AIM OF THE TASK: Write out the following lines verbatim.

TASK DATA:
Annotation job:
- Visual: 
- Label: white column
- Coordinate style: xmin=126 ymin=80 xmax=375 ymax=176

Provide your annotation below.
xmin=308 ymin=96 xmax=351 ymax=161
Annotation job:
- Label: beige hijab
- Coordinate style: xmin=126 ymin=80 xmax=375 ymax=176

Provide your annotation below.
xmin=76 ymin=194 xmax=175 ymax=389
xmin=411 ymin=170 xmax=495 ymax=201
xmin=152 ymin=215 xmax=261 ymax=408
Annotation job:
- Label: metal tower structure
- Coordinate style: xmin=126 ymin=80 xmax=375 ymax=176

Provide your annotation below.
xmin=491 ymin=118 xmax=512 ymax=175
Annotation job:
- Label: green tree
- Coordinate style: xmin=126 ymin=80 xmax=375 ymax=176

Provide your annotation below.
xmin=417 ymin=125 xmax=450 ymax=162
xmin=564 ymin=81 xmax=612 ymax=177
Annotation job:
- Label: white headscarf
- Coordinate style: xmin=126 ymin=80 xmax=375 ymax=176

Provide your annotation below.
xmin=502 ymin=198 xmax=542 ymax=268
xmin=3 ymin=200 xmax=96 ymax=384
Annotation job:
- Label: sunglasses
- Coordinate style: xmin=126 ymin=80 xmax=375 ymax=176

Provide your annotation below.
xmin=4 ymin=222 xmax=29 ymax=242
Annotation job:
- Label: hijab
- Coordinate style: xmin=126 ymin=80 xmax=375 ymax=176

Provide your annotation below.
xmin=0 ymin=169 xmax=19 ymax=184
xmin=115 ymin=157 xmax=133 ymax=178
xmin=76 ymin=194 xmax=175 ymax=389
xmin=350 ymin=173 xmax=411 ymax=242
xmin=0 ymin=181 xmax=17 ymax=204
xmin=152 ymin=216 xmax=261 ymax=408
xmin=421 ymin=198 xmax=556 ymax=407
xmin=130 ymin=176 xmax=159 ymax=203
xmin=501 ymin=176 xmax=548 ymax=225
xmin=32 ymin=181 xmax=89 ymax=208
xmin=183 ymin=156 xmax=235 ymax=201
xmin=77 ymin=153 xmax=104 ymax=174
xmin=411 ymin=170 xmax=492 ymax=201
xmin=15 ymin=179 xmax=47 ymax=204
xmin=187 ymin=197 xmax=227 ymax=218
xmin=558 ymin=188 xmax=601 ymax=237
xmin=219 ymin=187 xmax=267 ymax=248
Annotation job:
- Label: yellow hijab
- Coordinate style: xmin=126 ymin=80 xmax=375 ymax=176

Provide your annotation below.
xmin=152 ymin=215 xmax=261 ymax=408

THE SOLUTION:
Annotation job:
- Visual: 
- Label: white column
- Coordinate style: xmin=126 ymin=80 xmax=375 ymax=176

Provide your annotation below.
xmin=308 ymin=96 xmax=351 ymax=161
Annotation job:
- Label: beige hijab
- Coordinate style: xmin=126 ymin=80 xmax=375 ymax=176

Provide your annotation below.
xmin=76 ymin=194 xmax=175 ymax=389
xmin=411 ymin=170 xmax=495 ymax=201
xmin=152 ymin=215 xmax=261 ymax=408
Annotation job:
- Label: metal tower structure
- Coordinate style: xmin=126 ymin=80 xmax=375 ymax=176

Provide your annotation below.
xmin=491 ymin=118 xmax=512 ymax=175
Annotation job:
- Label: green tree
- Coordinate style: xmin=126 ymin=80 xmax=375 ymax=176

Provide your annotation below.
xmin=417 ymin=125 xmax=450 ymax=162
xmin=564 ymin=81 xmax=612 ymax=177
Annotation job:
- Label: white headscarf
- Coordinate style: xmin=126 ymin=80 xmax=375 ymax=176

Provide your annotation below.
xmin=502 ymin=198 xmax=542 ymax=268
xmin=3 ymin=200 xmax=96 ymax=384
Annotation job:
- Label: sunglasses
- Coordinate style: xmin=126 ymin=80 xmax=375 ymax=176

Provide your annotation below.
xmin=4 ymin=222 xmax=29 ymax=242
Annotation job:
- Label: hijab
- Coordinate style: xmin=126 ymin=80 xmax=375 ymax=176

Provide your annotation below.
xmin=0 ymin=169 xmax=19 ymax=184
xmin=115 ymin=157 xmax=133 ymax=178
xmin=76 ymin=194 xmax=175 ymax=389
xmin=350 ymin=173 xmax=411 ymax=242
xmin=0 ymin=181 xmax=17 ymax=204
xmin=152 ymin=216 xmax=261 ymax=408
xmin=421 ymin=198 xmax=556 ymax=407
xmin=130 ymin=176 xmax=159 ymax=203
xmin=501 ymin=176 xmax=548 ymax=225
xmin=32 ymin=181 xmax=89 ymax=208
xmin=183 ymin=156 xmax=235 ymax=201
xmin=77 ymin=153 xmax=104 ymax=174
xmin=411 ymin=170 xmax=492 ymax=201
xmin=15 ymin=179 xmax=47 ymax=204
xmin=187 ymin=197 xmax=227 ymax=218
xmin=558 ymin=188 xmax=601 ymax=237
xmin=219 ymin=187 xmax=267 ymax=248
Annotation job:
- Label: yellow hijab
- Coordinate style: xmin=126 ymin=80 xmax=375 ymax=176

Provide your annotation below.
xmin=152 ymin=215 xmax=261 ymax=408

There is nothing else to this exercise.